I Domingo de Cuaresma, Ciclo C. 
Lucas 4, 113

El Evangelio de Lucas que leemos durante este año fue escrito, como dice él mismo en la introducción, para que el lector creyente se pudiera «dar cuenta de la solidez de las enseñanzas que había recibido». Esta intención es de extraordinaria actualidad. Frente a los ataques desde toda parte a la historicidad de los evangelios y a las manipulaciones sin límites de la figura de Cristo, es más importante que nunca que el cristiano y todo lector honesto del Evangelio se dé cuenta de la solidez de las enseñanzas y de los relatos en él referidos.

Con este fin he orientado los comentarios del evangelio desde el primer domingo de Cuaresma al domingo «in Albis» (II domingo de Pascua. Ndt). Partiendo cada vez del Evangelio del domingo, ampliaremos la mirada a todo un sector o un aspecto de la persona y de la enseñanza de Cristo a él vinculado, para descubrir quién era verdaderamente Jesús: si un simple profeta y un gran hombre, o algo más y diferente. Desearíamos, en otras palabras, brindar un poco de cultura religiosa. Fenómenos como el del «Código da Vinci» de Dan Brown, con las imitaciones y las discusiones que ha suscitado, han puesto de manifiesto la alarmante ignorancia religiosa que reina entre la gente y que se convierte en el terreno ideal para toda desaprensiva operación comercial.

El evangelio del primer domingo de Cuaresma es el de las tentaciones de Jesús en el desierto. Según el plan anunciado, desearía partir de él para ampliar el tema al problema más general de la actitud de Jesús respecto a las potencias demoníacas y los poseídos por el demonio.

Es un hecho innegable y entre los más seguros, históricamente, que Jesús liberó a muchas personas del poder destructivo de Satanás. No tenemos tiempo de recordar todos los episodios. Limitémonos a evidenciar dos cosas: en primer lugar, la explicación que Jesús daba de su poder sobre el demonio; en segundo lugar, qué dice este poder de Él y de su persona.

Frente a la liberación clamorosa que Jesús había obrado en un endemoniado, sus enemigos, al no poder negar el hecho, dicen: «Expulsa a los demonios en nombre de Belcebú, el príncipe de los demonios» (Lc 11, 15). Jesús demuestra que esta explicación es absurda (si Satanás estuviera dividido contra sí mismo, habría acabado desde hace tiempo su dominio; en cambio, prospera). La explicación es otra: Él expulsa los demonios con el dedo de Dios, esto es, con el Espíritu Santo, y esto demuestra que ha llegado a la tierra el Reino de Dios.

* _Tareas pendientes_:
a: Responda con base en el comentario sobre el Evangelio:
(i) ¿Con qué fin se escribió el Evangelio de Lucas, según lo que dice su introducción?
(ii) ¿A qué domingo corresponde el domingo «in Albis»?
(iii) ¿En nombre de quién dicen los enemigos de Jesús que él expulsa a los demonios?
b: Escriba la continuación del comentario sobre el Evangelio a partir de su última oración.

Registros de datos
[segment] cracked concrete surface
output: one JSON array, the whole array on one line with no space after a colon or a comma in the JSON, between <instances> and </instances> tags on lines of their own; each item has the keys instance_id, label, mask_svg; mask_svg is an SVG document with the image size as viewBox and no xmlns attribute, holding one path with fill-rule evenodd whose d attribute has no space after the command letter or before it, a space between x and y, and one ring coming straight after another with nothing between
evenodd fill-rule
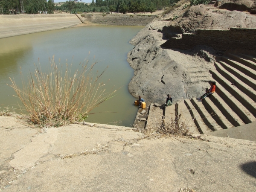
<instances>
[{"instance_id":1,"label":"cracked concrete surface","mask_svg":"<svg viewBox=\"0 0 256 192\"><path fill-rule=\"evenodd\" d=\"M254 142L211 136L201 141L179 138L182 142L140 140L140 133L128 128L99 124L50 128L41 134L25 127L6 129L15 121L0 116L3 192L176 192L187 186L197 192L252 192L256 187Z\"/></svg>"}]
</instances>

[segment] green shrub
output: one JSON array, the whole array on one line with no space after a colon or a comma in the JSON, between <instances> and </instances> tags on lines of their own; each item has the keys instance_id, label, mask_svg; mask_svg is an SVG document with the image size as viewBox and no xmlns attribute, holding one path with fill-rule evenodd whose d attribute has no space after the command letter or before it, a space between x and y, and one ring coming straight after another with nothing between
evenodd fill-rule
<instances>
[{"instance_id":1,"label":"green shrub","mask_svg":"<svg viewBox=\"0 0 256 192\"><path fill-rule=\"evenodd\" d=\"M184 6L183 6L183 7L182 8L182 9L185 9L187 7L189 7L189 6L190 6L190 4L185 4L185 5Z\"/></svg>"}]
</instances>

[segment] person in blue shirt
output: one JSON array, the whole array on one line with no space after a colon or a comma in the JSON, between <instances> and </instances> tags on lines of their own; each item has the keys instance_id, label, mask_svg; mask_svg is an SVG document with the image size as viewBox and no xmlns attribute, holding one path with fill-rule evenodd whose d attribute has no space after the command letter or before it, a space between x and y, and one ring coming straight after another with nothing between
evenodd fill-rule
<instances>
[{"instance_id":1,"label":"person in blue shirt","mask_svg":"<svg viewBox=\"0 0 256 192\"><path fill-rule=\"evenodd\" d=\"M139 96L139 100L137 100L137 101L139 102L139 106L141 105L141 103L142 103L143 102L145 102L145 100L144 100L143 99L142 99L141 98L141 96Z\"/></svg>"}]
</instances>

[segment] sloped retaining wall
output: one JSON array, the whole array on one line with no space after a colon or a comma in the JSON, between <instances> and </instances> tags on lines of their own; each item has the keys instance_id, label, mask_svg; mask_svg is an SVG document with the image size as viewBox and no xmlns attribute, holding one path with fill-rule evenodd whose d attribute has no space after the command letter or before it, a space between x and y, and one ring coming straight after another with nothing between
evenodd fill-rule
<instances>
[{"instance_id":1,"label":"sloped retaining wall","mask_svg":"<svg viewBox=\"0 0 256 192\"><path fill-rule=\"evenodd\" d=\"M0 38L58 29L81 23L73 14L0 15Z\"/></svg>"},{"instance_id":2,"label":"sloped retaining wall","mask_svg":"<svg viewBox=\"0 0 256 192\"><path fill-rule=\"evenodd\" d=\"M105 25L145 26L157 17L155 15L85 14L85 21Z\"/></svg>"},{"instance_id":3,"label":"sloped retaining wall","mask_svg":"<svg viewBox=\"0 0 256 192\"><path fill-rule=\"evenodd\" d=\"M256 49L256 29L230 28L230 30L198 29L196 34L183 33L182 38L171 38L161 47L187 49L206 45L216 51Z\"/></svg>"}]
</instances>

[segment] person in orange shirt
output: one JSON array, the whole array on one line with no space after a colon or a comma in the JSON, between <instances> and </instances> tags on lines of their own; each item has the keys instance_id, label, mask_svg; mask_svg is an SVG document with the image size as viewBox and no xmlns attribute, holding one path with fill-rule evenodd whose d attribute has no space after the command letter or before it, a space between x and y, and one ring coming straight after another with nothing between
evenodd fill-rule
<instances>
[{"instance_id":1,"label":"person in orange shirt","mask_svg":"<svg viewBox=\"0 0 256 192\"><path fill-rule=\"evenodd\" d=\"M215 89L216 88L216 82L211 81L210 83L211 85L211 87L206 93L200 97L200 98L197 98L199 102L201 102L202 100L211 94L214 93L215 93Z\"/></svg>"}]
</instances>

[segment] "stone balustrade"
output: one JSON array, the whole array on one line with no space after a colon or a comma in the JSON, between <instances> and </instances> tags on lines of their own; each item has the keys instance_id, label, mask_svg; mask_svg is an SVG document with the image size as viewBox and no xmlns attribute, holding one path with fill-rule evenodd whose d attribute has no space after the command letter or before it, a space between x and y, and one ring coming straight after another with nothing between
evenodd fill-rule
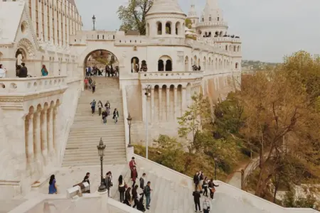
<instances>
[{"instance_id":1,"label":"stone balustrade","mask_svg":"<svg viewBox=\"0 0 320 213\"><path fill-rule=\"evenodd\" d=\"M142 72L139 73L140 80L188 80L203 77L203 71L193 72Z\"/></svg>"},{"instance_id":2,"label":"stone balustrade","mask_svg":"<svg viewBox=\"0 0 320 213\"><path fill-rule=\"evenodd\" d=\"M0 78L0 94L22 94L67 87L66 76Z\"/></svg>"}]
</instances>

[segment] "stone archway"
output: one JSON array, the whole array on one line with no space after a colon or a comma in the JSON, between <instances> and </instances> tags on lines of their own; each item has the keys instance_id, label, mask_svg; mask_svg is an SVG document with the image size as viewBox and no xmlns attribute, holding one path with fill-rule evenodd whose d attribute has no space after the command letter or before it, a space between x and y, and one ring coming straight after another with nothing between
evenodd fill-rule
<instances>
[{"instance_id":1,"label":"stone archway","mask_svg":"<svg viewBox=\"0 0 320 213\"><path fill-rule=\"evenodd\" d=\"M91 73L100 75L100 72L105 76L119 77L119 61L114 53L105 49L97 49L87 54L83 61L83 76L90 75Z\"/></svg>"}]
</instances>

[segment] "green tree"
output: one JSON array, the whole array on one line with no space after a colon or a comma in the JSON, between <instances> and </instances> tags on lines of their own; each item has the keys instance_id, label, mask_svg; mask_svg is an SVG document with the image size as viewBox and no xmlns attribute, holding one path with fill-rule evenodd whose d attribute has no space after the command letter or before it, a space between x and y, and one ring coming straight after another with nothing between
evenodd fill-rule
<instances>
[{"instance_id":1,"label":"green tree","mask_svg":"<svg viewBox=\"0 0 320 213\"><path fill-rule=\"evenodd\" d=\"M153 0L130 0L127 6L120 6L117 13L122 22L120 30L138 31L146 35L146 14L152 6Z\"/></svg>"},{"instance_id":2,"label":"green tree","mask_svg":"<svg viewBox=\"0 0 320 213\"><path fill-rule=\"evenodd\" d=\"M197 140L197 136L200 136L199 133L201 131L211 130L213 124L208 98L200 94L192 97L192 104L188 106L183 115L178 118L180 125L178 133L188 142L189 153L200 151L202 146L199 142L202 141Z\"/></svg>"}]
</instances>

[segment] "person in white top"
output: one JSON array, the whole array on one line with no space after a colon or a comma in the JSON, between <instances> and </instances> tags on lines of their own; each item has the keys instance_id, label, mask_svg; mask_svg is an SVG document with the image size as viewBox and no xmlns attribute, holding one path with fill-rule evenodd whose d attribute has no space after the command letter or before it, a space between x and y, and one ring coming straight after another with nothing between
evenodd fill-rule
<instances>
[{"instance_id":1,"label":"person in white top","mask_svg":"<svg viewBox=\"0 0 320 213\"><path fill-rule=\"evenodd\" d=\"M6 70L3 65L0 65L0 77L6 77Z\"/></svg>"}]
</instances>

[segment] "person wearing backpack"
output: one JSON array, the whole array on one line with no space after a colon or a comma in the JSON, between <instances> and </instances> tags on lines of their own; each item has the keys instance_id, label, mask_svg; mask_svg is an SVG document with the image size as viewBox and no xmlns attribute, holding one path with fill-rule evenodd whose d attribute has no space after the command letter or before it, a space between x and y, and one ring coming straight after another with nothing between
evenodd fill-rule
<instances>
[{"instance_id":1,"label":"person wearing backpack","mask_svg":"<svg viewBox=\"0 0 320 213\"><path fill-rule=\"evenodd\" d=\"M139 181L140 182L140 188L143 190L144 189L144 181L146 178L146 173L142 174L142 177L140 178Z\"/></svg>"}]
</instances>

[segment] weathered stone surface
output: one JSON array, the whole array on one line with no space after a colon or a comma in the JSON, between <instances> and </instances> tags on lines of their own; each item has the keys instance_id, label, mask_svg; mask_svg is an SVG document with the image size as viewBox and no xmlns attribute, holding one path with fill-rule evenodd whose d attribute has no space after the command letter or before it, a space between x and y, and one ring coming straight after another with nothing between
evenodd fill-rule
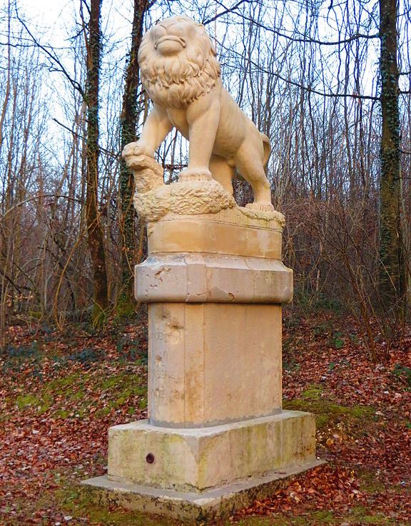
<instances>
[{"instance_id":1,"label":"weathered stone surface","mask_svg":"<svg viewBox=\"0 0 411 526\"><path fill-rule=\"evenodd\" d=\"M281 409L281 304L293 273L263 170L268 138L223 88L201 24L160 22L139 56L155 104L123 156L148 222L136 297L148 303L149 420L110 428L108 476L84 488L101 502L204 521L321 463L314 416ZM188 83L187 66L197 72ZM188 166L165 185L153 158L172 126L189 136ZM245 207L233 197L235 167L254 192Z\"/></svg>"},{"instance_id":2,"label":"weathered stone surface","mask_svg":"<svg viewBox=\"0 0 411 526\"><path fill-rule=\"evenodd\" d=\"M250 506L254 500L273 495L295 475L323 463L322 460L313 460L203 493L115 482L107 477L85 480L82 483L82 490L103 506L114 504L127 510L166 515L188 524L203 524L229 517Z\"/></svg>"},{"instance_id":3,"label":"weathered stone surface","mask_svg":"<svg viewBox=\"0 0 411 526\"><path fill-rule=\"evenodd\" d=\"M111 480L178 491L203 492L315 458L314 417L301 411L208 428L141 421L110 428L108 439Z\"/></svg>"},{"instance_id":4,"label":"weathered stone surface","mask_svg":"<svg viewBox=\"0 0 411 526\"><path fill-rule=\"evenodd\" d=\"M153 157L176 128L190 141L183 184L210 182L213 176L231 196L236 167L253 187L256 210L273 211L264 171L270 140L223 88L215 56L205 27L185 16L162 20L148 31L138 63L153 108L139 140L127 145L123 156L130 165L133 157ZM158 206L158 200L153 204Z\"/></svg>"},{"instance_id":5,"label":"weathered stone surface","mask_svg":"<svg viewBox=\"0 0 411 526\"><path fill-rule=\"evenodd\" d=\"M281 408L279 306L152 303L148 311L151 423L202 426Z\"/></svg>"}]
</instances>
--
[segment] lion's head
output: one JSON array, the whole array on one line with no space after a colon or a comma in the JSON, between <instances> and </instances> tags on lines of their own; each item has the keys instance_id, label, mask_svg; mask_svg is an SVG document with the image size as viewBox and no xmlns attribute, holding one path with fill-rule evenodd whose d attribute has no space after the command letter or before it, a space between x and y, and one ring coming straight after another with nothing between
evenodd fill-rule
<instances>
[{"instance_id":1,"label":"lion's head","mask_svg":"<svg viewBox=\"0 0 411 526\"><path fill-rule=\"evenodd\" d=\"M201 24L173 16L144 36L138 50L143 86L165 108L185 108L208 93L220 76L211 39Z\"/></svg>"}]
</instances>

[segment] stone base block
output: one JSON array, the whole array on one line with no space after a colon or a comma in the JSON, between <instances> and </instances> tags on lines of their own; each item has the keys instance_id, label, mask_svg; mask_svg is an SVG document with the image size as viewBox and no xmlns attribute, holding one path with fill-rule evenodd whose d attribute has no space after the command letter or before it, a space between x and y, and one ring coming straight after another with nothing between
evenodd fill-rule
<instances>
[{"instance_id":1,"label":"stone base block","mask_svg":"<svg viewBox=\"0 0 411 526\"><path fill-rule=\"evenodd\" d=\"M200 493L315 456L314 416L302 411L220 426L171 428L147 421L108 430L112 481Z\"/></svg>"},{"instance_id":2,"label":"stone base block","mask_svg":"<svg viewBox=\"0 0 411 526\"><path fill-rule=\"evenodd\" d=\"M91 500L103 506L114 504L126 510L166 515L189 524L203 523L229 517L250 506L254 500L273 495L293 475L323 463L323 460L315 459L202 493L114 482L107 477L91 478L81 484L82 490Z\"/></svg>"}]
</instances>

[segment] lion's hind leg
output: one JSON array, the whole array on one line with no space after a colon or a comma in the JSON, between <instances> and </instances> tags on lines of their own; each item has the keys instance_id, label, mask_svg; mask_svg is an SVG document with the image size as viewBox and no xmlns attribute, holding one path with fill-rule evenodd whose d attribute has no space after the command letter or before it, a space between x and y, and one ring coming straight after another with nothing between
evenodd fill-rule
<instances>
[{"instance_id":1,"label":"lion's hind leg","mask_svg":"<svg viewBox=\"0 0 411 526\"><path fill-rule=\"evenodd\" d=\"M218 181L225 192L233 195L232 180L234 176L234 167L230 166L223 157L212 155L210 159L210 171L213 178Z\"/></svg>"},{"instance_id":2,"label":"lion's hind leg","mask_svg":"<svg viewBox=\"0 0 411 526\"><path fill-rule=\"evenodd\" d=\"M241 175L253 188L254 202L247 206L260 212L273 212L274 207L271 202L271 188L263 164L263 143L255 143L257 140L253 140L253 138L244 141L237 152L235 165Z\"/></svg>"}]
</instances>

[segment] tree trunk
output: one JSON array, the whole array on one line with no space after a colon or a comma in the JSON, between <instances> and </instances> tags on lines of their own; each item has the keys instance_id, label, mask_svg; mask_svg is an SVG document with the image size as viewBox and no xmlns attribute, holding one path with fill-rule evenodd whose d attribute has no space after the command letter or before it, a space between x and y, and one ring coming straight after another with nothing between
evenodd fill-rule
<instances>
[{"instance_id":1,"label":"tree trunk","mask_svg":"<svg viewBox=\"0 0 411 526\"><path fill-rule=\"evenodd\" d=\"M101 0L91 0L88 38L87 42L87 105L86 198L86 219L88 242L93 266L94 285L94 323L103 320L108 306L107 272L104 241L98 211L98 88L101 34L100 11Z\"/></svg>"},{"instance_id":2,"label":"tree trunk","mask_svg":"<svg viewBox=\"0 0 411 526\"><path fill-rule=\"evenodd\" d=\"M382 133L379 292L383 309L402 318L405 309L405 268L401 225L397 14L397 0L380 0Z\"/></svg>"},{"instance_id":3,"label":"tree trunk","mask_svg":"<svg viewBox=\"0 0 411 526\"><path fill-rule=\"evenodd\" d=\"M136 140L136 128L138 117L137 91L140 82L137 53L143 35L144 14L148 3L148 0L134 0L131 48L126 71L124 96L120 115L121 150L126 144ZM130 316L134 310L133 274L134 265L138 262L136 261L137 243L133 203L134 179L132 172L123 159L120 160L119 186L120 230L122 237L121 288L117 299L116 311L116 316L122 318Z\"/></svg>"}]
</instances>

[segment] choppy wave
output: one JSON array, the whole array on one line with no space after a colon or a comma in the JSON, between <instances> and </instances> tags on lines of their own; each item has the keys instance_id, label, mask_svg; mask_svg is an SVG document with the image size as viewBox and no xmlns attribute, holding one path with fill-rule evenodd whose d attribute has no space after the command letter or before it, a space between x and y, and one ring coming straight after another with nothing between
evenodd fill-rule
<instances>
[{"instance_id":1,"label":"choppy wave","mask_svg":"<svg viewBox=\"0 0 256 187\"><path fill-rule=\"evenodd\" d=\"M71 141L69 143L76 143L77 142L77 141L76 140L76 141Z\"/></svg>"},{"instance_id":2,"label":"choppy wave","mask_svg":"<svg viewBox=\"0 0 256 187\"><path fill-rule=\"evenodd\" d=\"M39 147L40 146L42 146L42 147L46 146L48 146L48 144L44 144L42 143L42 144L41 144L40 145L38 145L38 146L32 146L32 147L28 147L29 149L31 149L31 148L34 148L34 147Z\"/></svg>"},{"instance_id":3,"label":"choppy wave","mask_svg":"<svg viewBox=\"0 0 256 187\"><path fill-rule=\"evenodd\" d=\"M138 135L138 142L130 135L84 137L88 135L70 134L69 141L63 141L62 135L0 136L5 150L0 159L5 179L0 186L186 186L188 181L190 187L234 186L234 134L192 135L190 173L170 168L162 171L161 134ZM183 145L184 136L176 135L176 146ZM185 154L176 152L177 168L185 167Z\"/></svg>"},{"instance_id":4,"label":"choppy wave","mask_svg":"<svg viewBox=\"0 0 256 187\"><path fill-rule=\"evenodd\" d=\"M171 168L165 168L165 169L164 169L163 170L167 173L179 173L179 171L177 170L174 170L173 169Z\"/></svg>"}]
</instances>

* _Las respuestas_:
a:
(i) Se escribió para que el lector creyente se pudiera «dar cuenta de la solidez de las enseñanzas que había recibido».
(ii) Corresponde al II domingo de Pascua.
(iii) Dicen que los expulsa en nombre de Belcebú, el príncipe de los demonios.

b:
Satanás era «el hombre fuerte» que tenía bajo su poder a la humanidad; pero ahora ha venido uno «más fuerte que él» y le está despojando de su poder. Esto nos dice algo formidable sobre la persona de Cristo. Con su venida ha comenzado para la humanidad una nueva era, un cambio de régimen. Una cosa de este tipo no puede ser obra de un simple hombre; tampoco de un gran profeta.

Es importante observar el nombre o el poder en base al cual Jesús expulsa a los demonios. La fórmula habitual con la que el exorcista se dirige al demonio es: «Te conjuro por...», o «en nombre de... te ordeno que salgas de esta persona». Apela, por lo tanto, a una autoridad superior, que generalmente es la de Dios, y para los cristianos la de Jesús. No así Jesús: Él dirige al demonio un tajante «te ordeno». ¡Yo te ordeno! Jesús no necesita apelar a una autoridad superior; Él es la autoridad superior.

La derrota del poder del mal y del demonio era parte integrante de la salvación definitiva (escatología) anunciada por los profetas. Jesús invita a sus adversarios a sacar la consecuencia de lo que ven con sus propios ojos: así que ya no hay más que esperar, que mirar adelante; el reino y la salvación está en medio de ellos.

El tan mencionado discurso sobre la blasfemia contra el Espíritu Santo se explica a partir de esto. Atribuir al espíritu del mal, a Belcebú, o a magia, aquello que era manifiestamente obra del Espíritu Santo de Dios significaba cerrar obstinadamente los ojos ante la verdad, ponerse contra Dios mismo, y por lo tanto privarse solos de la posibilidad de perdón.

El corte histórico y formativo que intento dar a estos comentarios de Cuaresma no nos debe impedir recoger cada vez igualmente una sugerencia práctica del evangelio del día. El mal también es fuerte hoy a nuestro alrededor. Asistimos a formas de maldad que van más allá de nuestra capacidad de comprender; nos quedamos abatidos y sin palabras ante ciertos episodios de crónica. El mensaje consolador que brota de las reflexiones hasta aquí hechas es que existe en medio de nosotros uno que es «más fuerte» que el mal. La fe no nos sitúa a resguardo del mal y del sufrimiento, pero nos asegura que con Cristo podemos orientar al bien también el mal, hacerlo servir para la redención nuestra y del mundo.

Algunas personas experimentan en la propia vida o en la propia casa una presencia de mal que les parece de origen directamente diabólico. A veces ciertamente lo es (conocemos la difusión que tienen las sectas y los ritos satánicos en nuestra sociedad, especialmente entre los jóvenes), pero es difícil entender en casos individuales si se trata verdaderamente de Satanás o de perturbaciones de origen patológico. Afortunadamente no es necesario llegar a las certeza sobre las causas. Lo que hay que hacer es adherirse a Cristo con la fe, la invocación de su nombre, la práctica de los sacramentos.

El evangelio del domingo nos sugiere un medio con vistas a esta lucha, importante para cultivar sobre todo en tiempo de Cuaresma. Jesús no fue al desierto para ser tentado; su intención era retirarse en el desierto a orar y a escuchar la voz del Padre.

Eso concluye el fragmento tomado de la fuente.